| Task details |
Exclude the pictures, then repeat exactly each line from the one containing "173V163H284L282 169H276L274 177L282" to the final line of the records that follow.

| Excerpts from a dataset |
'''

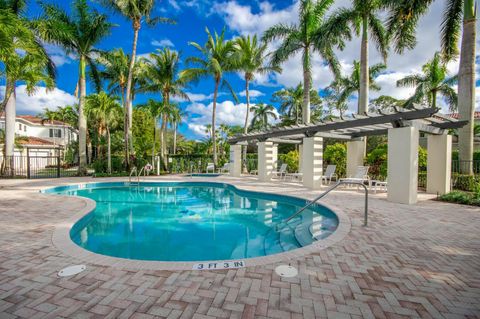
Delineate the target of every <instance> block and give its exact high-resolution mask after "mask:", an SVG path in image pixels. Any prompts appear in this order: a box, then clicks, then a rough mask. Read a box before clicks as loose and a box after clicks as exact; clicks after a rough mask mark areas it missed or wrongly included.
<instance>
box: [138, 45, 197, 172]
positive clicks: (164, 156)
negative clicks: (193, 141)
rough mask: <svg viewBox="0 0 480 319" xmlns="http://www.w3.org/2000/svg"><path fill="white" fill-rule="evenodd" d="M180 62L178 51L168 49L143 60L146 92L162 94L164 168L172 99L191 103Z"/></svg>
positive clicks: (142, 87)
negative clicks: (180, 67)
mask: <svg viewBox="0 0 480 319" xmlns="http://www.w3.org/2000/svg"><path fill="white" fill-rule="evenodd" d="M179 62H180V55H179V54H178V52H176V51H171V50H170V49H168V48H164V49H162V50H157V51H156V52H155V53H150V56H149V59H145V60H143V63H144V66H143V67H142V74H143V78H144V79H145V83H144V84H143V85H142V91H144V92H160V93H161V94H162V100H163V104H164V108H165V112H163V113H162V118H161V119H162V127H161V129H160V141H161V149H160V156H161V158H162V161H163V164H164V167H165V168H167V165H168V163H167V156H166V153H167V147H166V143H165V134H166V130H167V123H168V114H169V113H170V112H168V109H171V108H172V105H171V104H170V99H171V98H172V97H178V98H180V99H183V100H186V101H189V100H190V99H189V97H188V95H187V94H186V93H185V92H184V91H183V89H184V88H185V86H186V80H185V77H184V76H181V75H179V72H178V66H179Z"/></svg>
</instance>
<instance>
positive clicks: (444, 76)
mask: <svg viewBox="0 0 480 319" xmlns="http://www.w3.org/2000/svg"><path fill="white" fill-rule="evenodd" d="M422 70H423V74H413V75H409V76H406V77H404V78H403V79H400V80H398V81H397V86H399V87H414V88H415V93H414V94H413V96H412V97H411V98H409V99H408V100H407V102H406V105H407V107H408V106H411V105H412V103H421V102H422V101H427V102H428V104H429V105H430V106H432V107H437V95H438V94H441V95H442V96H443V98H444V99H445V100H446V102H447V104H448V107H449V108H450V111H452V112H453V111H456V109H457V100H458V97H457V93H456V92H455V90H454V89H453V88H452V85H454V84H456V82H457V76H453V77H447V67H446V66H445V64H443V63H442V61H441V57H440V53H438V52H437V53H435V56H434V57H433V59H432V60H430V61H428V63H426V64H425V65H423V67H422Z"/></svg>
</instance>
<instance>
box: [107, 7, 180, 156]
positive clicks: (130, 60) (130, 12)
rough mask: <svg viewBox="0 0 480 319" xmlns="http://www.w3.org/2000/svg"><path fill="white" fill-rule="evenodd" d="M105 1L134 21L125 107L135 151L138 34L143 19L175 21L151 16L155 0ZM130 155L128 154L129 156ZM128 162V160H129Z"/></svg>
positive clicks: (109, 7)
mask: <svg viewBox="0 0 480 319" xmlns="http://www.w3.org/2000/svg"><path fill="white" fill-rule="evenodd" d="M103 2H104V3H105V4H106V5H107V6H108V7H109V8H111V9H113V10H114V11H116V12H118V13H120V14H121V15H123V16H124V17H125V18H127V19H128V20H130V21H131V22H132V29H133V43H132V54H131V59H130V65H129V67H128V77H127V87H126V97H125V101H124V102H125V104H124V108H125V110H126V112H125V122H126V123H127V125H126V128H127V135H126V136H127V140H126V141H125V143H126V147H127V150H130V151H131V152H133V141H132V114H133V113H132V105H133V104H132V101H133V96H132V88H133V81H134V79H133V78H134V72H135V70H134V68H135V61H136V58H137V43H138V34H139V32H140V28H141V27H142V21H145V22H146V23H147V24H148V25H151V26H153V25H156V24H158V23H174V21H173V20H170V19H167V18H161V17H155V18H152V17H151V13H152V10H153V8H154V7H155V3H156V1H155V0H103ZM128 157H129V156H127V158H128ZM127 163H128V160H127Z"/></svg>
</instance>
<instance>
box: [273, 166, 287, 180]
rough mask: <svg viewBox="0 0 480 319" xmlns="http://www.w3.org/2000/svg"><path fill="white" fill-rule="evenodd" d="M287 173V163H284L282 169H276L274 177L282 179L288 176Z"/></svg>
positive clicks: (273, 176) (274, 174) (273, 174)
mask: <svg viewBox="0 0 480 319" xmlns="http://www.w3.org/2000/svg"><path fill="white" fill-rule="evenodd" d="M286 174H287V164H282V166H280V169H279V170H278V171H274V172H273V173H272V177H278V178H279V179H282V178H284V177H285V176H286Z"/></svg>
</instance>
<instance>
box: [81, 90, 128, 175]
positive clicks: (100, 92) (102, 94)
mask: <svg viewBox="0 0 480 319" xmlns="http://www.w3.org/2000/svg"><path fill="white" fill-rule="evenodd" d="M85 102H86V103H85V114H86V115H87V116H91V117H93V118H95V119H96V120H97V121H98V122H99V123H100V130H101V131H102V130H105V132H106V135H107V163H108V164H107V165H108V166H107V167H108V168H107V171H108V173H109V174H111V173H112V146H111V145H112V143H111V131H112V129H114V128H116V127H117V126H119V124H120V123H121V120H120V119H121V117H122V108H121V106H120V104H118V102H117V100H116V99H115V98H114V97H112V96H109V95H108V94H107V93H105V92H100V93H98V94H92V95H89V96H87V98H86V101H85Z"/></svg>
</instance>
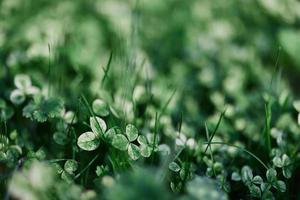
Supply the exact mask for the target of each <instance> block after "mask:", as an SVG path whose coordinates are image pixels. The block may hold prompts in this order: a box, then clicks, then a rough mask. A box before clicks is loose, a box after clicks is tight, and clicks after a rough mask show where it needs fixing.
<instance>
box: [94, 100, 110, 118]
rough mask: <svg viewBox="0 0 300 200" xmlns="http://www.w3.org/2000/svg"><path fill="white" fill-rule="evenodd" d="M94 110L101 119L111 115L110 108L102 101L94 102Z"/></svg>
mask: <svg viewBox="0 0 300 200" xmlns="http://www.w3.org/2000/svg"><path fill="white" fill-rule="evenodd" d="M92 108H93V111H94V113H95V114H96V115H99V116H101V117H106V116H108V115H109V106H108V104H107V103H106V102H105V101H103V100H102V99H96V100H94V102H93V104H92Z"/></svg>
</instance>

'''

| Exercise output |
rough mask: <svg viewBox="0 0 480 319" xmlns="http://www.w3.org/2000/svg"><path fill="white" fill-rule="evenodd" d="M287 173V163H284L282 169H276L274 177L282 179L288 176Z"/></svg>
positive clicks: (273, 176) (274, 174) (273, 174)
mask: <svg viewBox="0 0 480 319" xmlns="http://www.w3.org/2000/svg"><path fill="white" fill-rule="evenodd" d="M286 174H287V164H282V166H280V169H279V170H278V171H274V172H273V173H272V177H278V178H279V179H282V178H284V177H285V176H286Z"/></svg>
</instance>
<instance>
box: [81, 90, 128, 175]
positive clicks: (100, 92) (102, 94)
mask: <svg viewBox="0 0 480 319" xmlns="http://www.w3.org/2000/svg"><path fill="white" fill-rule="evenodd" d="M85 102H86V103H85V114H86V115H87V116H91V117H93V118H95V119H96V120H97V121H98V122H99V123H100V130H101V131H102V130H105V132H106V135H107V163H108V164H107V165H108V166H107V167H108V168H107V171H108V173H109V174H111V173H112V146H111V145H112V143H111V131H112V129H114V128H116V127H117V126H119V124H120V123H121V120H120V119H121V117H122V108H121V106H120V104H118V102H117V100H116V99H115V98H114V97H112V96H109V95H108V94H107V93H105V92H100V93H98V94H92V95H89V96H87V98H86V101H85Z"/></svg>
</instance>
Supply the exact mask for the target of each <instance> block after "mask:", as an SVG path whose coordinates are image pixels. The block may hold prompts in this order: a box, then clicks, then a rough mask. A box before clicks is loose, a box after clicks is tight, and clicks after a rough mask show where it needs fixing.
<instance>
box: [94, 100, 110, 118]
rough mask: <svg viewBox="0 0 300 200" xmlns="http://www.w3.org/2000/svg"><path fill="white" fill-rule="evenodd" d="M94 110L101 119L111 115L110 108L102 101L94 102Z"/></svg>
mask: <svg viewBox="0 0 300 200" xmlns="http://www.w3.org/2000/svg"><path fill="white" fill-rule="evenodd" d="M92 108H93V111H94V113H95V114H96V115H99V116H101V117H106V116H108V115H109V106H108V104H107V103H106V102H105V101H103V100H102V99H96V100H94V102H93V104H92Z"/></svg>
</instance>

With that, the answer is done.